リメイク(Remake)とは、2019年生まれの日本の競走馬。栗毛の牡馬。
主な勝ち鞍
2022年:カペラステークス(GⅢ)
2023年:クラスターカップ(JpnⅢ)、コリアスプリント(GⅢ)
2024年:リヤドダートスプリント(G3)
概要
父*ラニ、母サリエル、母父キングカメハメハという血統。
父は天皇賞(秋)を勝った牝馬ヘヴンリーロマンスの仔で、2016年のUAEダービーを勝ち、日本調教馬として初めてアメリカ三冠を完走したアメリカ産の「砂のゴールドシップ」。そのクレイジーな気性から、アメリカにも強烈なインパクトを残し、日本よりもむしろアメリカで知名度があるという馬である。リメイクは初年度産駒の1頭。
母は2009年の阪神JFにも出走(15着)したが、その後は芝ダートの短距離を走って27戦4勝の条件馬で終えた。リメイクは第6仔。
母父は言わずと知れた非サンデー系筆頭の大種牡馬。
2019年4月18日、新冠町のノースヒルズで誕生。オーナーはノースヒルズ代表の前田幸治。
所属は栗東・新谷功一厩舎。気性は父のそれを受け継いでか、かなり負けん気が強く、見慣れない人間がいるといなないて威嚇するらしい。担当の榊原丈厩務員曰く「怒り過ぎると逆ギレして、まるで手がつけられなくなるからな。ヤンキーや」とのことだが、走ることに対しては真面目だそうである。
馬名意味は「作り直す」。
天空より天使が世界を造り直す
2歳~3歳(2021年~2022年)
2021年10月2日、中京・ダート1400mの新馬戦で鮫島克駿を鞍上にデビューしたリメイク。未知数のラニ産駒ということもあってか11.2倍の6番人気と微妙な評価だったが、2番手追走から楽な手応えで直線で抜け出すと、あとは後続を思うままぶっちぎって8馬身差の圧勝。ラニ産駒のJRA初勝利を飾る。
しかしこの頃はまだ気性が幼かったせいもあってか、すんなり連勝とはいかず、続く阪神・ダート1400mのなでしこ賞(1勝クラス)ではあまり見せ場なく、後の重賞2勝馬セキフウの5着。

→ 提示資料:
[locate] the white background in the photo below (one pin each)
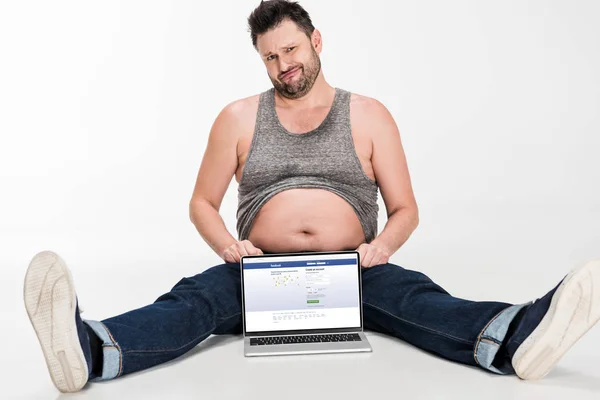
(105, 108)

--

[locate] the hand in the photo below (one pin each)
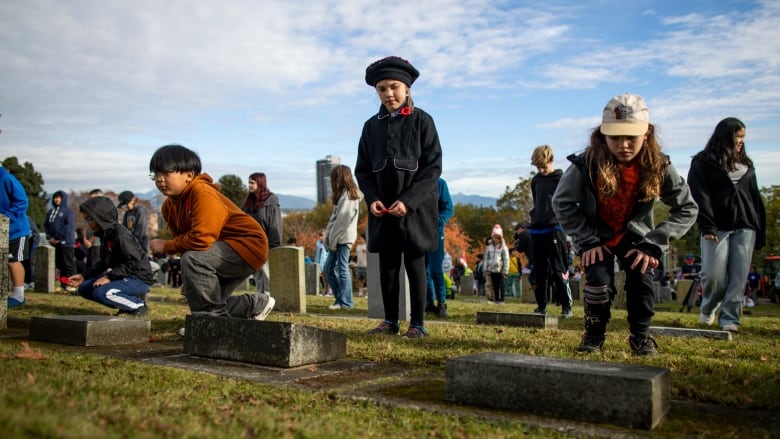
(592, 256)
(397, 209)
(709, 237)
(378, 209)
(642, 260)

→ 依頼文 1:
抜粋文に基づき、次の問いに答えてください。
(a) リメイクは何年何月何日に、どこで誕生しましたか。
(b) 馬名の意味は何ですか。
(c) 新馬戦では何馬身差で勝ちましたか。
→ 依頼文 2:
記録の中から「below」という文字列を含む行をすべて集め、書き写してください。大文字と小文字は区別されます。
抜粋文と記録は、それぞれ異なる出典に由来するものです。

→ 演習解答 1:
(a) 2019年4月18日、新冠町のノースヒルズ
(b) 「作り直す」
(c) 8馬身差

→ 演習解答 2:
[locate] the white background in the photo below (one pin each)
[locate] the hand in the photo below (one pin each)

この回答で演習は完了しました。